— begin EXCERPT TO READ —

Wednesday 5 November 2008

Art as communication

I am presenting a paper at Cyber2008 in Stockholm next week. My talk is entitled Information and meaning: complexity, surprise and context in telecommunications and art.

I did a practice presentation to colleagues yesterday, and this unearthed some issues that I will need to emphasise or that will need further explanation. The paper builds partly on some the issues I've been exploring here, and I intend to develop the ideas further in later posts.

I am using a layered model of communications to provide a framework for understanding art. (One of the issues I need to emphasise immediately, is that I am not claiming to be contributing to the content of the framework: my contribution is the framework itself.)

Here's the starting point:



Fundamental is the assumption that the artist is communicating something to viewer. I think that must be the case, if the artist is doing anything. A couple of points about that:

1) A tree is not art by itself. A painting of a tree is art. A photograph of a tree is art. Maybe a tree can become art by someone pointing to the tree and saying it is art. Maybe the tree even becomes art whenever someone points at it and just says "look at that tree", but I think there has to be someone to be the 'artist'. (See my related post on intentionality.)

2) The artist need not be conscious of what he or she is communicating. Indeed, my belief is that art works because it comes from the subconscious. I see the subconscious mind as huge compared to the conscious mind (the iceberg analogy). The reason that poetry, music, paintings etc do things that prose does not, is that they are communicating the subconscious. (Though actually I think prose can do the same, by communicating 'behind the scenes'. Well-crafted prose can move us just that same as poetry.) (See my comments on Solomonoff talking about Freud.)

3 comments:

martini said...

— end EXCERPT TO READ —

Continue the blog post on art as communication from the point where it stops.

— begin DATA RECORDS —

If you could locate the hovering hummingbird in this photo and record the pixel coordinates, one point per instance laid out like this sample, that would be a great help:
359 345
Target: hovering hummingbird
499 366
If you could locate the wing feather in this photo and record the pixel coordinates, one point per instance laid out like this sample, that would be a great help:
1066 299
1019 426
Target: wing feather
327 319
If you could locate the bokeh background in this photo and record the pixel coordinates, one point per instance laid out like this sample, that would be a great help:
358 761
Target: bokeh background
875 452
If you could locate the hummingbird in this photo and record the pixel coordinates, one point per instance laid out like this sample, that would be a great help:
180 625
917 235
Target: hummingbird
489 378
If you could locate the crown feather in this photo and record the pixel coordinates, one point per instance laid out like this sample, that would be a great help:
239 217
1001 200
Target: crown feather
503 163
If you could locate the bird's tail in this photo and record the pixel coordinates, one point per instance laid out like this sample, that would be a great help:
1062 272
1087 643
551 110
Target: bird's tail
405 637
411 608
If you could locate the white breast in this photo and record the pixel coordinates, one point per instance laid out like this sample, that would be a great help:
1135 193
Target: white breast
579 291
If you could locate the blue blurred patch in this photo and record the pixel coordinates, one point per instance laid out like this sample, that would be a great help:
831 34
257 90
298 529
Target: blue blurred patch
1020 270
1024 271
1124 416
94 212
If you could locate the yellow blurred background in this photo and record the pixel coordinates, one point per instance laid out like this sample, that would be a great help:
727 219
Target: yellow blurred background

— end DATA RECORDS —
— begin DATA RECORDS —

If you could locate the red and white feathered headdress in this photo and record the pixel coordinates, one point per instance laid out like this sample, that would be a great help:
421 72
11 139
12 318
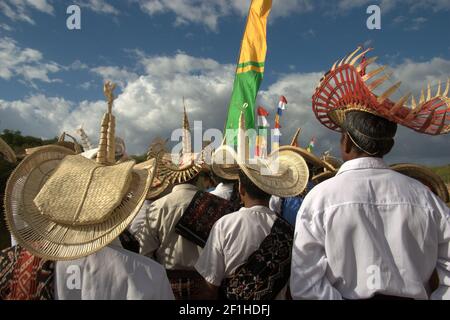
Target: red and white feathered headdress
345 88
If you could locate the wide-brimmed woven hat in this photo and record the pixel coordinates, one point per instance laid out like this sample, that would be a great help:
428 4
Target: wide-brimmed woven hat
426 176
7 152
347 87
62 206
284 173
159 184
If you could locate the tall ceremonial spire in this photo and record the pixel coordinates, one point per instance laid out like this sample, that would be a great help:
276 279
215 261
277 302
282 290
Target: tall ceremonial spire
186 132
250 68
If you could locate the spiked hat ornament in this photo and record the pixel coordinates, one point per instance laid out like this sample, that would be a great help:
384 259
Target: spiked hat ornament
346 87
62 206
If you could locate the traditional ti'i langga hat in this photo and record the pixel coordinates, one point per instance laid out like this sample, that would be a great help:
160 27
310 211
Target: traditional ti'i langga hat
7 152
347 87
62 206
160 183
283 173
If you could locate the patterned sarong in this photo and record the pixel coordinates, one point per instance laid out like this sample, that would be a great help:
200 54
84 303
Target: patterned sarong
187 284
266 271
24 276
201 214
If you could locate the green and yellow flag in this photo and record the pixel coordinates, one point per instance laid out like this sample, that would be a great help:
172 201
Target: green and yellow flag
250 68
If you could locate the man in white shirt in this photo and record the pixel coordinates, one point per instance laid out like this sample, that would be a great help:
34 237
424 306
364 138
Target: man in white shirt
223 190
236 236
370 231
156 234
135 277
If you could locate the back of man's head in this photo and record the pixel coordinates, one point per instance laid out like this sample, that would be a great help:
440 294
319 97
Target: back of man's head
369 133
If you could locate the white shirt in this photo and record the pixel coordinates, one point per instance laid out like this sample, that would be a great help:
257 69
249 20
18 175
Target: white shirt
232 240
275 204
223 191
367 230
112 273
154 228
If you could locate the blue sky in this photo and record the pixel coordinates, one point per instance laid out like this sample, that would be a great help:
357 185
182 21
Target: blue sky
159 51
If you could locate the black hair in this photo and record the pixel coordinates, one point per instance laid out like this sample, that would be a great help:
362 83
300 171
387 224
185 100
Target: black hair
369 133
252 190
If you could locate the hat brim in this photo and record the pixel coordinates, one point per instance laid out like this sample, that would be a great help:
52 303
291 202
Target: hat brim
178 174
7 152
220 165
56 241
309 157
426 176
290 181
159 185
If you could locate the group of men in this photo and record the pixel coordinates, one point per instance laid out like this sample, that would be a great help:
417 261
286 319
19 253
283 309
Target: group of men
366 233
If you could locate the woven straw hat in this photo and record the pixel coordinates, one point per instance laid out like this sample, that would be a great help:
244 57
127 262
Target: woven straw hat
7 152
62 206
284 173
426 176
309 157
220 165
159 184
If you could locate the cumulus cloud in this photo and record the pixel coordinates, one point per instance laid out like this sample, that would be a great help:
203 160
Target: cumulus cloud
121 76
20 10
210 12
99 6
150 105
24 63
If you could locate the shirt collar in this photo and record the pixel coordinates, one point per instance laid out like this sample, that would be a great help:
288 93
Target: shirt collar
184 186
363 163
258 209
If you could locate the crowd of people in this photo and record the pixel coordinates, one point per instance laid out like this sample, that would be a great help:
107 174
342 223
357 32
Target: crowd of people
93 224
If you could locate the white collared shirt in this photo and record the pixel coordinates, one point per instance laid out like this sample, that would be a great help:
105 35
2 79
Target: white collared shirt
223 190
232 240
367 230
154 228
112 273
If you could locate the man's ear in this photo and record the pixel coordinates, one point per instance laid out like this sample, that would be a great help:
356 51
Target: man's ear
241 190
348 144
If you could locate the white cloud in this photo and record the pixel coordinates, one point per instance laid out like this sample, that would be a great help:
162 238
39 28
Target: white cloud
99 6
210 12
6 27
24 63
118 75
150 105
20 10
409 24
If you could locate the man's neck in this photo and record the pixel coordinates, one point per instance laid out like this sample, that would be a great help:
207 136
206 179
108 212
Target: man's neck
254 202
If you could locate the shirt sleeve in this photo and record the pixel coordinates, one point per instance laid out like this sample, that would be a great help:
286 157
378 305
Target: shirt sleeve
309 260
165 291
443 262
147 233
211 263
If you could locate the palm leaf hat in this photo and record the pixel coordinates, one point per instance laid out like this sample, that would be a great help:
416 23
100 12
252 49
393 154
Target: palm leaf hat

— end DATA RECORDS —

> **RESULT FOR THIS EXERCISE**
I enjoyed the taster of your panel presentation on Wednesday David. The Hirst LSD painting reminded me very much of Bridget Riley and her Op Art genre that plays uses optical effects to disturb vision. She worked in black and white a lot (even smaller jpf files!). See example at the tate (with poem):
http://www.tate.org.uk/tateetc/poemofthemonth/images/riley_metamorphosis.jpg

I also had a dig around in a few of my books at home left over from when I was studying art history. I was hoping to find something to substantiate my claim that some (modern) art may not be about communication. Nothing conclusive, but those that mention art as communication often cite Tolstoy, see p.123:
http://books.google.com/books?id=HbpDC_TwzsAC&printsec=frontcover&lr=#PPA123,M1

Not sure what the contemporary take on 'art as communication' is, but here's another book that traces the evolution of the 'art as communication' argument and modern art theory's response to this - certainly some arguing that it is non-communicative, see chapters1 & 5, but some pages missing from preview sadly:

http://books.google.com/books?hl=en&lr=&id=IDbURYIGnHQC&oi=fnd&pg=PP1

Ian

David Chapman said...

Thanks. I'm hoping that by declaring myself to be a communications engineer I will be forgiven for arguing that art is communication - even if I am perceived to be 'wrong'. It will be a line of thought that I will follow up over the next few months, so those leads are really useful. The Tolstoy in particular is one that I will make sure that I have with me next week! I hadn't taken in that you'd studied art history - thanks for being gentle about my ignorance!

martini said...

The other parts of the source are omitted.